--- start of EXTRACTED TEXT ---
Wilfred Baker, Diocesan Secretary of the United Dioceses of Cork, Cloyne and Ross has retired today, Tuesday, 31st March, after 42 years service to the Diocese.   People from around the Diocese gathered at Saint Luke’s Church, Douglas, Cork for Evensong during which Wilfred gave the address. The Service was conducted by the rector of the Parish, Archdeacon Adrian Wilkinson. Afterwards the Bishop  – the Right Reverend Dr Paul Colton – thanked Wilfred for his service to the Diocese, drawing on the Diocesan Reports, the Journals of the General Synod, and the Diocesan Magazine, to give some ‘then and now’ perspectives on Wilfred’s time in office.
--- end of EXTRACTED TEXT ---
--- start of RECORDED DATA ---
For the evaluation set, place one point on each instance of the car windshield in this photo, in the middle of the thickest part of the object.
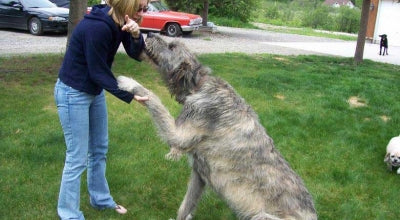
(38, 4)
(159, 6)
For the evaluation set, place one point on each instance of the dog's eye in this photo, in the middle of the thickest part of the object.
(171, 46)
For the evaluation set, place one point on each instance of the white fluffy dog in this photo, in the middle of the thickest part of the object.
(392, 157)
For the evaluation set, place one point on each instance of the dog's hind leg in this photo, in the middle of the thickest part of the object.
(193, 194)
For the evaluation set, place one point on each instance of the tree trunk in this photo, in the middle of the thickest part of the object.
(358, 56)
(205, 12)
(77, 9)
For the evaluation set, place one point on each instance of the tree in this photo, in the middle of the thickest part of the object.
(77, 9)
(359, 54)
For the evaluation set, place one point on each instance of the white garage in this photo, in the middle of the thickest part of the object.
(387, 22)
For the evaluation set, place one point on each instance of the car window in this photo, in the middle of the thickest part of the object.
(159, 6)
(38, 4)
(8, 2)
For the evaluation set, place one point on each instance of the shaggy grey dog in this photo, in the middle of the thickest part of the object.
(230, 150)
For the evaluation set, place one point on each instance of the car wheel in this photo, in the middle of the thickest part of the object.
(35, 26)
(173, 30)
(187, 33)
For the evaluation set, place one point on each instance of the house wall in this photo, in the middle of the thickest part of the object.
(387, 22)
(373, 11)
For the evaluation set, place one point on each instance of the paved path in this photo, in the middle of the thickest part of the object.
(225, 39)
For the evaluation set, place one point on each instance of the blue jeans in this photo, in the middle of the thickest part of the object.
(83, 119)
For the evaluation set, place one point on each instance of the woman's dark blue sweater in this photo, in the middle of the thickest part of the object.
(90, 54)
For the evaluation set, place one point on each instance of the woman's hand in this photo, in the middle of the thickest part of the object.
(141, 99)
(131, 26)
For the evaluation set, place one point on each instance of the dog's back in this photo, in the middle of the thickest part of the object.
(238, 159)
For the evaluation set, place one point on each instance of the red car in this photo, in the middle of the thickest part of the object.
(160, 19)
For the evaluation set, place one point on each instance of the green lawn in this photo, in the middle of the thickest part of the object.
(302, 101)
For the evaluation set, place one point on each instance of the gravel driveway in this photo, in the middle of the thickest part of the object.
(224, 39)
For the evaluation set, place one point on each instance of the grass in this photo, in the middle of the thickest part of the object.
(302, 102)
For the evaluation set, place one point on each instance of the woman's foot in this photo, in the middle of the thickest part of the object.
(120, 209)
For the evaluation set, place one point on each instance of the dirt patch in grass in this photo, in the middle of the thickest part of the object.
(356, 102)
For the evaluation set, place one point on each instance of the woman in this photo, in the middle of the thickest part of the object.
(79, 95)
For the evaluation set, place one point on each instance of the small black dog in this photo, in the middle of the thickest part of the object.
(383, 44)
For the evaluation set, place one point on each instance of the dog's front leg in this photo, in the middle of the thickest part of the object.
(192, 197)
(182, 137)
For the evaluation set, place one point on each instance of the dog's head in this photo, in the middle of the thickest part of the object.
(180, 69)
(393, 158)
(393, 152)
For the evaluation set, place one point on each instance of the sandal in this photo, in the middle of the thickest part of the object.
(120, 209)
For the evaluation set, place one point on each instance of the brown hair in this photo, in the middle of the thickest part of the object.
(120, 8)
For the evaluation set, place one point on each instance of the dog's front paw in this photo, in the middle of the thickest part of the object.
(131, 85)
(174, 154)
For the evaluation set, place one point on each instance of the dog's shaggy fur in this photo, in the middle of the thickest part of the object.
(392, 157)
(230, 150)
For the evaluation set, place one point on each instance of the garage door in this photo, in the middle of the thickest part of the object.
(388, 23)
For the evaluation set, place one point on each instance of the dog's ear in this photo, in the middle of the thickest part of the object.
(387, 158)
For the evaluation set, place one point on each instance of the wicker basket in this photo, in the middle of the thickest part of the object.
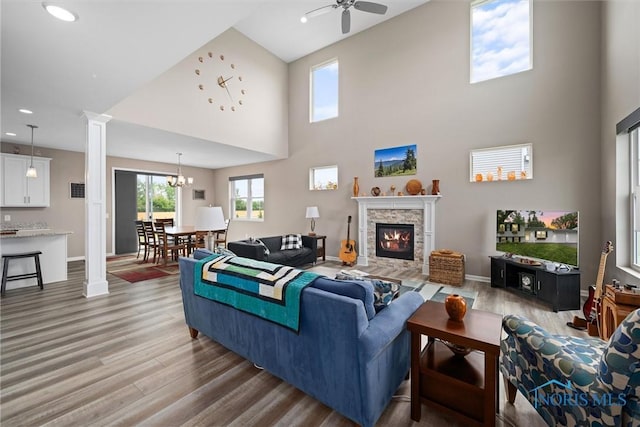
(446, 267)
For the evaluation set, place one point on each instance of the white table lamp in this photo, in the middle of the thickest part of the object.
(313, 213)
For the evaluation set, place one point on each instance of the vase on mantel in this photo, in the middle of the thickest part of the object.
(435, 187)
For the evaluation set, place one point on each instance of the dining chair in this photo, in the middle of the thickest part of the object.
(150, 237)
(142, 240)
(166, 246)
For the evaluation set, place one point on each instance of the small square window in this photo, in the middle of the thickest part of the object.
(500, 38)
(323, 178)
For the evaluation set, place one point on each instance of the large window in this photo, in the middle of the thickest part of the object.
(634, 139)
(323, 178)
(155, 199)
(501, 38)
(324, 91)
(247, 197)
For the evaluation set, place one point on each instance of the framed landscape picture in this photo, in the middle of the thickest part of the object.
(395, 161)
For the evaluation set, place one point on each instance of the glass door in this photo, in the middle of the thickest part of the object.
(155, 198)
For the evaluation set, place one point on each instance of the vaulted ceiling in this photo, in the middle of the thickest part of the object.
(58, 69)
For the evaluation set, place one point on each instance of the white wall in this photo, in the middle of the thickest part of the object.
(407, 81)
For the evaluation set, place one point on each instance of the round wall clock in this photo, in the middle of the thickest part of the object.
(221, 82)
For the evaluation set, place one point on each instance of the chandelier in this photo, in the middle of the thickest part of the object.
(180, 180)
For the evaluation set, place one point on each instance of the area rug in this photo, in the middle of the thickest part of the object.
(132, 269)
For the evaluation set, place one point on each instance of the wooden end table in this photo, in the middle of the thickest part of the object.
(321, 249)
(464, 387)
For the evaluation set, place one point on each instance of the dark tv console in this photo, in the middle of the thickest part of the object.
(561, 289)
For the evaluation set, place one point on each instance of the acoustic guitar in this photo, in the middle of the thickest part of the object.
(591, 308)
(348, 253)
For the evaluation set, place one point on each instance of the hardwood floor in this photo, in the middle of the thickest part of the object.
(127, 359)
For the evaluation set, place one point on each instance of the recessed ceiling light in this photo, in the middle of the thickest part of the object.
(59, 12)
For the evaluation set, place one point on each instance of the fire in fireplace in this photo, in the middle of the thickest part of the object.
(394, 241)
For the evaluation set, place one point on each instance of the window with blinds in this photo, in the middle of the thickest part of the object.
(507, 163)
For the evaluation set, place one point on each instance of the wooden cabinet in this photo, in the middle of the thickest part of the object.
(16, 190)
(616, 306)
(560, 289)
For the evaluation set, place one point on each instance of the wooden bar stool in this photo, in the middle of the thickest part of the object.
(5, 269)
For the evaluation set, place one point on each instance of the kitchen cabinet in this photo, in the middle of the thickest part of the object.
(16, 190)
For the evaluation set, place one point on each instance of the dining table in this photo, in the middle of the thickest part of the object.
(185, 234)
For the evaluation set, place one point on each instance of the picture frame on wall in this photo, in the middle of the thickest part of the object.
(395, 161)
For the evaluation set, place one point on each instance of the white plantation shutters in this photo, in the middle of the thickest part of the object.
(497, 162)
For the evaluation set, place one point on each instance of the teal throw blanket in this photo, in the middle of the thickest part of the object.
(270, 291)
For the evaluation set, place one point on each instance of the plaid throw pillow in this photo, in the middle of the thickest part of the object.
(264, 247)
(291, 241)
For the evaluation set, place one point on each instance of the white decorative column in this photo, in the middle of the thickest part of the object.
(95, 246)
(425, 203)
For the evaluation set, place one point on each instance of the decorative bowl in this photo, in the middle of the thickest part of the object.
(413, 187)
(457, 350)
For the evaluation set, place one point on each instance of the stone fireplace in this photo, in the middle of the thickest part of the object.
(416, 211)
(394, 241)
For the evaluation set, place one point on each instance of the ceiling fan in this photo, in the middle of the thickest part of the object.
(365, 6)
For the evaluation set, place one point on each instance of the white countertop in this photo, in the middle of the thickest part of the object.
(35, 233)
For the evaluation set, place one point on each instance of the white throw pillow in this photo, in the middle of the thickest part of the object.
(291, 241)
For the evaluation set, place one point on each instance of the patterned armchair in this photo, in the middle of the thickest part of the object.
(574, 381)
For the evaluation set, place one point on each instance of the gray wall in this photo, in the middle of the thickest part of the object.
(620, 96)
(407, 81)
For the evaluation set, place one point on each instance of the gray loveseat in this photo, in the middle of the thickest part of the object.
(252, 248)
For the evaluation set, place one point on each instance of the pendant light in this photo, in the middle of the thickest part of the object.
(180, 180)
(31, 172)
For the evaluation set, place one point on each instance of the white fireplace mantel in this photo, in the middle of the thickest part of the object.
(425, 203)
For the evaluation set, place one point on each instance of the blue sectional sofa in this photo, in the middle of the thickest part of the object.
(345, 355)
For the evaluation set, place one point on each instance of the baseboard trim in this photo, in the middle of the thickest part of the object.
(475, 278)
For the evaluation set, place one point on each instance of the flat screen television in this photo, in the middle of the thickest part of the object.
--- end of RECORDED DATA ---
| OBJECTIVES |
a: Please answer these from the retirement text:
(i) How many years did Wilfred Baker serve the Diocese?
(ii) In which church did people gather for Evensong?
(iii) Who conducted the service?
b: Print the part of the retirement text that opens with the words containing "Wilfred Baker, Diocesan" and closes with "time in office.".
Rely on the retirement text alone, not the records.

| SOLUTIONS TO EACH TASK |
a:
(i) 42 years
(ii) Saint Luke's Church, Douglas, Cork
(iii) Archdeacon Adrian Wilkinson, the rector of the Parish

b:
Wilfred Baker, Diocesan Secretary of the United Dioceses of Cork, Cloyne and Ross has retired today, Tuesday, 31st March, after 42 years service to the Diocese.   People from around the Diocese gathered at Saint Luke’s Church, Douglas, Cork for Evensong during which Wilfred gave the address. The Service was conducted by the rector of the Parish, Archdeacon Adrian Wilkinson. Afterwards the Bishop  – the Right Reverend Dr Paul Colton – thanked Wilfred for his service to the Diocese, drawing on the Diocesan Reports, the Journals of the General Synod, and the Diocesan Magazine, to give some ‘then and now’ perspectives on Wilfred’s time in office.